START EXTRACTED DATA

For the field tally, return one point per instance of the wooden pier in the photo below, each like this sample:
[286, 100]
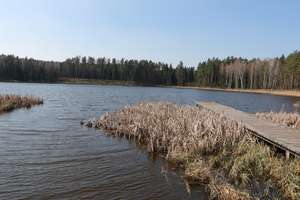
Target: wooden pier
[286, 139]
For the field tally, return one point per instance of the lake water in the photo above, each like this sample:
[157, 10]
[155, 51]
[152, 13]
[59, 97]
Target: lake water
[46, 154]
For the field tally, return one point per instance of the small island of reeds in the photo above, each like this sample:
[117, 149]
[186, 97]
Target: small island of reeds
[211, 149]
[11, 102]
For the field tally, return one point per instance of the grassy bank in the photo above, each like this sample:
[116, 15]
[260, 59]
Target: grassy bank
[11, 102]
[211, 149]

END EXTRACTED DATA

EXERCISE BRIEF
What you return must match the material above exactly, minus its pictures.

EXPECTED ANSWER
For the field tally, return one point per instance of the wooden pier in the photo below, each like this sample:
[286, 100]
Target: wooden pier
[286, 139]
For the field tally, return one point per instance of the lake water in the photo above, each like this sample:
[157, 10]
[155, 51]
[152, 13]
[59, 97]
Target: lake water
[46, 154]
For the field tally, return one point per instance of the small island of reeds in the photo above, each like this sample:
[117, 149]
[186, 97]
Target: small island of reeds
[211, 149]
[11, 102]
For the field tally, return one point per instance of the grassy bank in the photo above, each like this sample:
[116, 15]
[260, 59]
Target: grassy bank
[11, 102]
[211, 149]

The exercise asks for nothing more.